Detalhes da tarefa
Transcreva o trecho do texto apresentado que vai de "Daquele menino que, pelo" até "que não teve.", inclusive, substituindo "velho pai pobre" por "pai idoso e pobre".

Daquele menino que, pelo que está descrito ali, não foi educado com companheiros, foi educado com um velho pai pobre; menino que perdera a mãe, que tinha, portanto, a orfandade dos carinhos que não recebeu, e que tinha a solidão dos maus companheiros que não teve.

Que não conhecia a chacota permanente, o gracejo indecente, a imoralidade, a agitação, a rivalidade; ele só conhecia o seu velho pai que ele respeitava em longos ritos orientais; só conhecia a grandeza dos arenais do deserto, e que retinha do pai um só presente, mas que recebera do pai um presente muito maior do que todos que poderia ter: era a capacidade de alma de se alegrar com um só presente, o que vale mais do que de ter mil presentes. E que dessa situação tirou para si a condição de compositor. Um menino que brinca em produzir ritmos e melodias, que maravilha! Como isso é melhor do que o menino rico que tem brinquedos, brinquedos e brinquedos e brinca e não tem nada para brincar.

Como é bonita a figura desse menino, como é bonita a solução dada para o caso dele! Ele, afinal de contas, sabe do Menino Jesus e vai tocar o seu tamborzinho para o Menino Jesus. É tocante, é sem dúvida nenhuma tocante a figura do menino que leva o tamborzinho para o Menino Jesus ouvir. Menino Jesus para quem os anjos no mais alto dos céus estão cantando sinfonias inapreciáveis, e diante do qual chega um menino que toca o tamborzinho. E o Menino Jesus abre os olhos e, com misericórdia, ouve aquele tamborzinho, e se agrada, e atrai aquela alma. Seria talvez o primeiro amigo do Menino Jesus. Que vocação maravilhosa!

Mas, se a gente considera um outro aspecto do assunto, a gente se comove talvez ainda mais. Tudo isso é muito emocionante, mas a gente se comove ainda mais. Nós temos o hábito de pensar no Menino Jesus que está na manjedoura e que espera todos que vão a Ele. A realidade história é essa: O Menino Jesus estava na manjedoura e as pessoas iam até Ele para adorar; os Reis Magos, os pastores, bem entendido Nossa Senhora e São José, depois outras pessoas que terão passado por lá. Essa é a realidade histórica.

Mas há uma realidade teológica, há uma realidade sobrenatural, que se liga a essa, que não se dissocia desta, e que é tão, tão, e tão mais comovedora, e não é menos real: é o Menino Jesus que, de um modo invisível, na Noite de Natal, sai ele tocando seu tamborzinho pelo mundo afora, à procura de almas e pedindo a esta alma, àquela alma, àquela outra alma, àquela outra alma que venham a Ele, que O amem, que O conheçam, que sejam dEle. Ele tem muito mais do que um tamborzinho para atrair os homens e para encantá-los: Ele tem as pulsações de seu coração; as sagradas e inefáveis pulsações de seu coração.

Informações fornecidas
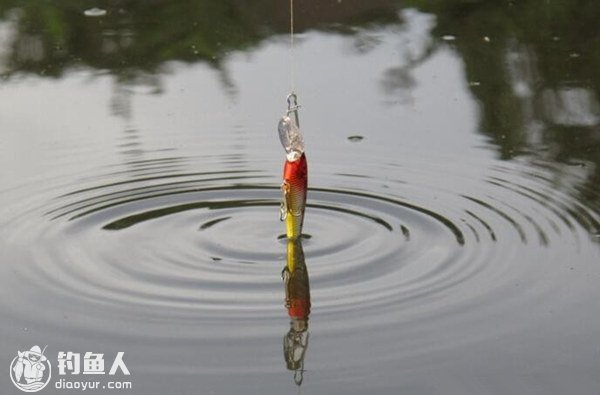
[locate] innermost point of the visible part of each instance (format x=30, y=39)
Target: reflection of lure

Resultado
Daquele menino que, pelo que está descrito ali, não foi educado com companheiros, foi educado com um pai idoso e pobre; menino que perdera a mãe, que tinha, portanto, a orfandade dos carinhos que não recebeu, e que tinha a solidão dos maus companheiros que não teve.